>> BEGIN Data shown

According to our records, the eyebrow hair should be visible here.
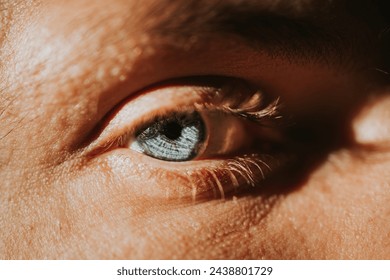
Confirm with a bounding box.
[145,0,382,64]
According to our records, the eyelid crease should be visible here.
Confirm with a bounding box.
[87,79,282,158]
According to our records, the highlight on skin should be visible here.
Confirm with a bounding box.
[0,0,390,259]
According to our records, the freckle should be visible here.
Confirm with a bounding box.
[110,67,120,77]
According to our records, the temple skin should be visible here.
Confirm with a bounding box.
[0,0,390,259]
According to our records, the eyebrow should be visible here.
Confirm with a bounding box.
[143,0,375,66]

>> END Data shown

• _Given instruction_
Please write out the stretch of the records from the line containing "According to our records, the highlight" through the end of the records, switching "freckle" to "mole" and keeping everything else unchanged.

• _In response_
According to our records, the highlight on skin should be visible here.
Confirm with a bounding box.
[0,0,390,259]
According to our records, the mole should be visible here.
Confirm with a bounding box.
[110,67,120,77]
According to our records, the temple skin should be visible here.
Confirm with a bounding box.
[0,0,390,259]
According to our records, the eyebrow should be visible here.
Confirm with a bounding box.
[143,0,375,66]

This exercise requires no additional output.